(Task details) The expected output is every entry below, exact in every character.

Saved entries:
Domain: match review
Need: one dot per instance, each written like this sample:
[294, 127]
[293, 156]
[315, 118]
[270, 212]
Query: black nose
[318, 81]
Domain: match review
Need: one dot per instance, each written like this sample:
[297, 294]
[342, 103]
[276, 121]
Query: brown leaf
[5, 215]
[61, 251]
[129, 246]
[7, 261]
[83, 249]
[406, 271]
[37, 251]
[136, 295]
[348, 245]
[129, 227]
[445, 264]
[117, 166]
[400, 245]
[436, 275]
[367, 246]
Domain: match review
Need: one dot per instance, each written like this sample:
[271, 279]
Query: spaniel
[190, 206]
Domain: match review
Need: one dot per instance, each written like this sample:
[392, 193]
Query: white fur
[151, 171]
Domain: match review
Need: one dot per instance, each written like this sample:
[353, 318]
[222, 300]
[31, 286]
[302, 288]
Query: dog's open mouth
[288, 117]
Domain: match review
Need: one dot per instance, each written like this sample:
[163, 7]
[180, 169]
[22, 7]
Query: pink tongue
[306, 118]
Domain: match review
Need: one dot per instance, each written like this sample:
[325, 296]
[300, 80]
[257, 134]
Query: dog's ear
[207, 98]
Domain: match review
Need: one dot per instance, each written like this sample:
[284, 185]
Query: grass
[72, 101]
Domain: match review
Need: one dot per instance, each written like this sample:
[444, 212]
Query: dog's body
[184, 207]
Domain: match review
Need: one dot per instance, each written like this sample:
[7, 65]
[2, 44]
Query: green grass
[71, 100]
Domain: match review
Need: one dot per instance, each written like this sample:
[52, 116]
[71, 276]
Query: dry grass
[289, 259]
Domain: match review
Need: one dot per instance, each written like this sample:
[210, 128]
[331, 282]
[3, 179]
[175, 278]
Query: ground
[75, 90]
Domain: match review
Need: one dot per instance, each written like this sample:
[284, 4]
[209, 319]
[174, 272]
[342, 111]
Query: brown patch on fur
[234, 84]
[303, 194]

(Answer section)
Domain: match review
Need: one dot per instance, each written like this sample:
[294, 127]
[293, 156]
[315, 118]
[270, 212]
Query: black nose
[318, 81]
Domain: match review
Need: one dot per instance, each written like this sample:
[297, 294]
[342, 103]
[276, 121]
Query: brown leaf
[5, 215]
[61, 251]
[129, 246]
[7, 261]
[83, 249]
[406, 271]
[37, 251]
[136, 295]
[348, 245]
[129, 227]
[445, 264]
[117, 166]
[400, 245]
[436, 275]
[367, 246]
Domain: match review
Need: one dot per instance, each written like this sample:
[271, 279]
Query: spaniel
[190, 206]
Domain: match review
Need: one dot per instance, each written like this sample:
[392, 193]
Query: white fur
[151, 171]
Domain: match review
Need: one dot per instance, each written like this sample:
[353, 318]
[222, 300]
[31, 286]
[302, 288]
Query: dog's open mouth
[288, 117]
Domain: match review
Need: one dot per instance, each written like this sample:
[163, 7]
[180, 169]
[22, 7]
Query: pink tongue
[306, 118]
Domain: match review
Need: one dot per instance, each written like this sample:
[325, 296]
[300, 80]
[257, 134]
Query: dog's ear
[207, 98]
Domain: match review
Need: one dot per instance, each written like this sample:
[284, 185]
Query: grass
[72, 101]
Domain: match review
Need: one dot per instance, each written like this sample:
[444, 212]
Query: dog's body
[184, 207]
Domain: match review
Need: one dot per instance, each written like this sample:
[7, 65]
[2, 44]
Query: green grass
[71, 100]
Domain: match review
Need: one dot per instance, each written like this sample:
[52, 116]
[71, 276]
Query: dry grass
[289, 259]
Domain: match review
Need: one dot per instance, each written like this sample:
[210, 128]
[331, 282]
[3, 179]
[175, 278]
Query: ground
[75, 90]
Domain: match review
Need: one dot per instance, each written like this sample:
[284, 4]
[209, 319]
[174, 272]
[342, 111]
Query: brown patch on fur
[234, 84]
[303, 194]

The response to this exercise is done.